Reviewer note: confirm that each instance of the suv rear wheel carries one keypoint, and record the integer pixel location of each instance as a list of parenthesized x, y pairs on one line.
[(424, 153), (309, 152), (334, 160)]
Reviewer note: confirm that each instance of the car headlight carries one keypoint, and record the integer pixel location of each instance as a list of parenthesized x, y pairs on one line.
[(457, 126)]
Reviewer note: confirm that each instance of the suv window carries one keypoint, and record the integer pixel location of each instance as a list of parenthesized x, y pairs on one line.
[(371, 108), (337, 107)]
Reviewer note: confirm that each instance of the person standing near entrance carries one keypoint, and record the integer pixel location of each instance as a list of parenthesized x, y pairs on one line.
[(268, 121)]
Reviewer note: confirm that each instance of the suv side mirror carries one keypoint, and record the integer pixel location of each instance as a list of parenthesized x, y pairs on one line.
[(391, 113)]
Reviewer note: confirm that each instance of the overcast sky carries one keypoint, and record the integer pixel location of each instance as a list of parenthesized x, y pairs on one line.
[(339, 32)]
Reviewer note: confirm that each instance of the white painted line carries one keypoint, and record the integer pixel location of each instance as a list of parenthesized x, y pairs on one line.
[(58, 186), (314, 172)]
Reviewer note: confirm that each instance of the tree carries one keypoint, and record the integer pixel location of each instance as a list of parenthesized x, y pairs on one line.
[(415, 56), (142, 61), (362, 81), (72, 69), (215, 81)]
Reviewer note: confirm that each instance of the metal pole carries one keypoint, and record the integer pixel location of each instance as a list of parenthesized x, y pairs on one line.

##############################

Using the listing above, transcribe every entry exactly.

Reviewer note: confirm that each instance of the suv rear wheel carries one keypoint, and record the integer pixel location of each instance as a list of parenthesized x, y pairs on one line.
[(424, 153), (309, 152), (334, 160)]
Reviewer note: confirm that each instance of the car headlight carries one keypoint, and record the integer pixel location of each instance as a list of parenthesized x, y pairs on one line.
[(457, 126)]
Reviewer note: confirm that each instance of the suv window carries one keypoint, and record the integer pixel location of each instance as a list of parenthesized x, y pairs on one line.
[(371, 108), (337, 107)]
Reviewer note: confirm that each instance of the person standing near entrance carries one keypoint, and record the integer pixel location of each instance as a list of parenthesized x, y pairs on one line.
[(268, 121)]
Reviewer note: confirm that each instance of the suv side mirror carries one keypoint, and record the integer pixel location of each instance as a list of parenthesized x, y pairs on one line.
[(391, 113)]
Reviewer note: confirm that each instance of the overcast sky carries one keypoint, and record the integer pixel location of each instance as a list of parenthesized x, y pairs on one line.
[(339, 32)]
Reviewer note: confirm that each instance of the white painted line carries one keypoint, and record the integer pixel location of each instance as a list of parenthesized x, y pairs on one line.
[(58, 186), (314, 172)]
Reviewer note: confirm that each instance of the tree carries one keypoint, and record the integer pixel location of each instance as a list of parenthesized x, y pairs on one line.
[(415, 56), (142, 61), (362, 81), (72, 69), (215, 81)]
Reviewer note: confirm that each instance of the metal pole carries one keypoint, and record the integer pixel location of each instance as a list of parenthesized x, y pairs on one line.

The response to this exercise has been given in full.